What you have to do :: Reproduce, word for word, the passage of the listing text for 9 Upper Crescent below, between "Upper Crescent is set" and "in the group.", inclusive.

9 Upper Crescent, Belfast, Co Antrim, BT7 1NT is a Grade B+ listed building in the Belfast local planning authority area, Northern Ireland. First listed on 27 September 1979.
9 Upper Crescent, Belfast, Co Antrim, BT7 1NT
- WRENN ID
- fallow-flint-moon
- Grade
- B+
- Local Planning Authority
- Belfast
- Country
- Northern Ireland
- Date first listed
- 27 September 1979
- Source
- NI Environment Agency listing
Description
9 Upper Crescent is a relatively large and fine three-storey rendered town house built in 1846, one of a regency-style crescent of ten similar but not identical properties. It has since been converted to offices and flats.
Upper Crescent is set to the east of University Road and faces, across a small public park, Lower Crescent — a similarly styled development of 1852 which, unlike its counterpart, is arranged as a straight terrace rather than a crescent. Number 9 is one of the plainer buildings in the group.
The front elevation is asymmetrical and faces roughly south. To the right on the ground floor is the entrance, consisting of a four-panel timber door with a rectangular fanlight; the upper panels of the door have semicircular heads. The door is framed with a simple architrave. To the left of the doorway are two tall sash windows with Georgian panes (6/6). On the first floor are two larger windows set on a sill course, with sash frames in regency-style horizontally orientated panes (4/8). On the second floor are two much smaller windows with Georgian-paned sash frames (3/6), resting on a more pronounced, cornice-like sill course. The ground floor is finished in rusticated render, with the upper floors in plain render. Above first-floor window height — and below the second-floor sill course — there is a broad plain course with a thin moulded string course running across it. Above the second-floor windows is a further plain course, above which sits a parapet with plain stone coping.
The rear elevation could not be seen in its entirety. To the right-hand, western side is a two-storey gabled return, with three relatively small windows with modern frames to the ground floor of the gable, and two windows with plain sash frames to the first floor. To the right, this return merges with another two-storey projection that has a mono-pitched roof hidden behind a brick parapet; this projection has a large modern garage-type door at ground floor and a plain sash window to the first floor. Both the gable and the south face of this projection are in brick. On the rear façade of the main section of the building, there are windows to the right on the first and second floors with Georgian-paned sash frames (6/6 and 3/6 respectively). Between first- and second-floor level on the left is a tall sash stairwell window with Georgian panes (6/6). The rear façade is in brick, with a small section of the lower half painted. The gabled roof is slated. There is a tall rendered chimney stack with uniform pots to the east. There are two small skylight windows to the rear, and a Velux window to the rear extension. Rainwater goods are cast iron and possibly also PVC.
Historical and architectural context
The development of Upper and Lower Crescent reflects the rapid expansion of south Belfast in the middle of the 19th century. The selling off of much of Lord Donegall's Belfast estate in the early to mid 19th century opened large areas of land around the town for development. The lands to the south, along the Malone Ridge, were particularly attractive and led to the building of many fine late Georgian-style terraces from the mid-1830s onwards, a trend accelerated by the establishment of the prestigious Queen's College in the area in the later 1840s. These grand new terraces were occupied by Belfast's professional and business classes, who left their older residences in the town centre — properties that were gradually converted into shops and offices.

Provided records ::
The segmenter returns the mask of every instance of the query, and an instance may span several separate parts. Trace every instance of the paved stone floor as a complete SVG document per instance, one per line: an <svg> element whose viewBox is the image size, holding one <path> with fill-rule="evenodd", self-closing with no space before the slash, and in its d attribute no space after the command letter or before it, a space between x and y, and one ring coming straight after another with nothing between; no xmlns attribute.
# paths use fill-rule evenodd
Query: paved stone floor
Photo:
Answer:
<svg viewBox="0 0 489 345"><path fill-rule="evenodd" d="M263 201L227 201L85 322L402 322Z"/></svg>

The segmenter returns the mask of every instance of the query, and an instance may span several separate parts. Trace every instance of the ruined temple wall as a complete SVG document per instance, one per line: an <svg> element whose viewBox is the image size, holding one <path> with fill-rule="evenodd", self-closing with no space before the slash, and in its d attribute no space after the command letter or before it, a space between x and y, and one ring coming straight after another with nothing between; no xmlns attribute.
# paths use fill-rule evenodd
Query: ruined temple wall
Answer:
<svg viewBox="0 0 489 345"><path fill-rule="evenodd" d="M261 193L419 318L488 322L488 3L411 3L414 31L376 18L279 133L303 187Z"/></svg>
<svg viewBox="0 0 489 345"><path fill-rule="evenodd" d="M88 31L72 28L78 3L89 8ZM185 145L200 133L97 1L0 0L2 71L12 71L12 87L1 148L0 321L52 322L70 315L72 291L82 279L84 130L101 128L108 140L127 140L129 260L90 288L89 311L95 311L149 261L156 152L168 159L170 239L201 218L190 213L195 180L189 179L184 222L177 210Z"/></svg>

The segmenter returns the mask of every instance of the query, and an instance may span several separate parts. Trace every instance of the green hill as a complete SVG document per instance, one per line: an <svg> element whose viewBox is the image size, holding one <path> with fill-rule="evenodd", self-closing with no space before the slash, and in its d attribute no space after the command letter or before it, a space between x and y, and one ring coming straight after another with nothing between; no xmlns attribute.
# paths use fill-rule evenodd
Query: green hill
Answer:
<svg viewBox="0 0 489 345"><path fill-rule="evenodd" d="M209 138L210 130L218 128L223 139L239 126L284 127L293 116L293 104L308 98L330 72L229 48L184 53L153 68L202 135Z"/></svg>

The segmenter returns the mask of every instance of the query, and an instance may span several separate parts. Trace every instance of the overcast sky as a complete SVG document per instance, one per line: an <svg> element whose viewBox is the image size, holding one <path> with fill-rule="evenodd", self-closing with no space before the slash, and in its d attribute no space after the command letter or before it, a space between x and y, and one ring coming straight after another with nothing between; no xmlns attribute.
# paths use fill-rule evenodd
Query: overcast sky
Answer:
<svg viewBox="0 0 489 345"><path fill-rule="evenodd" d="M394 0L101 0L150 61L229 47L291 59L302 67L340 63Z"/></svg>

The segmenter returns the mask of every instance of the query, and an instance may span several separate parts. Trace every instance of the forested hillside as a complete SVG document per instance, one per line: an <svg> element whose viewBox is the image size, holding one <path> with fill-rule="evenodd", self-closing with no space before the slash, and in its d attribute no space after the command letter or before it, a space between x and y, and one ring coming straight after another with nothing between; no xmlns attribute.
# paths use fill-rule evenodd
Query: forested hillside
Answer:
* * *
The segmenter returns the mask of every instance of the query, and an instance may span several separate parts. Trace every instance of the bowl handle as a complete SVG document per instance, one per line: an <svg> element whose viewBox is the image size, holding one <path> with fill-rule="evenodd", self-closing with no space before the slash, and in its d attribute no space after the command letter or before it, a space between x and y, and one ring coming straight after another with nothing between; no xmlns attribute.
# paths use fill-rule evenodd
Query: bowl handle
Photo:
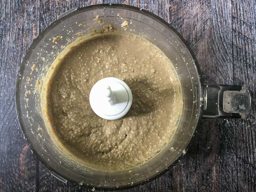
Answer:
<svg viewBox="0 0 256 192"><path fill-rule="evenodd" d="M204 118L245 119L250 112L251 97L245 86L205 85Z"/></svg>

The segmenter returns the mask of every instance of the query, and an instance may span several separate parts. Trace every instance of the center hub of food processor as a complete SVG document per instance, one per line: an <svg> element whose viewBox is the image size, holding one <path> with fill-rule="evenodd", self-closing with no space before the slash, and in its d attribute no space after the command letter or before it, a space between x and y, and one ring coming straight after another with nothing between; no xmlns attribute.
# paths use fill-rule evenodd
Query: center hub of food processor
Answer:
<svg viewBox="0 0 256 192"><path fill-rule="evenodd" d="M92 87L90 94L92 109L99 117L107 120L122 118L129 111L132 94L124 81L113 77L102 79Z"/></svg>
...
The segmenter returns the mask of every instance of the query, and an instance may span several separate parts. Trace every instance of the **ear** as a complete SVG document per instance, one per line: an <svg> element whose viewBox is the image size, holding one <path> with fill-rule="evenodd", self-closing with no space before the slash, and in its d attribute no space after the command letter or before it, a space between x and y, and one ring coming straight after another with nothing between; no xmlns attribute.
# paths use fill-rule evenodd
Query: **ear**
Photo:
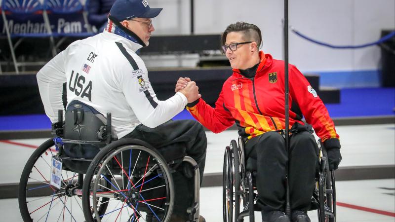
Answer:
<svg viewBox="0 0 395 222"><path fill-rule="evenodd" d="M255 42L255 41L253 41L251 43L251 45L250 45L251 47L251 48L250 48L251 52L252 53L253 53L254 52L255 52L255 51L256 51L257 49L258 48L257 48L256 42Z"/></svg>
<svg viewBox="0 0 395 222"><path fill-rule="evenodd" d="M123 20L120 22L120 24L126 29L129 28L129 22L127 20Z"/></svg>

Answer to this task ::
Upper Crescent is set to the east of University Road and faces, across a small public park, Lower Crescent — a similarly styled development of 1852 which, unlike its counterpart, is arranged as a straight terrace rather than a crescent. Number 9 is one of the plainer buildings in the group.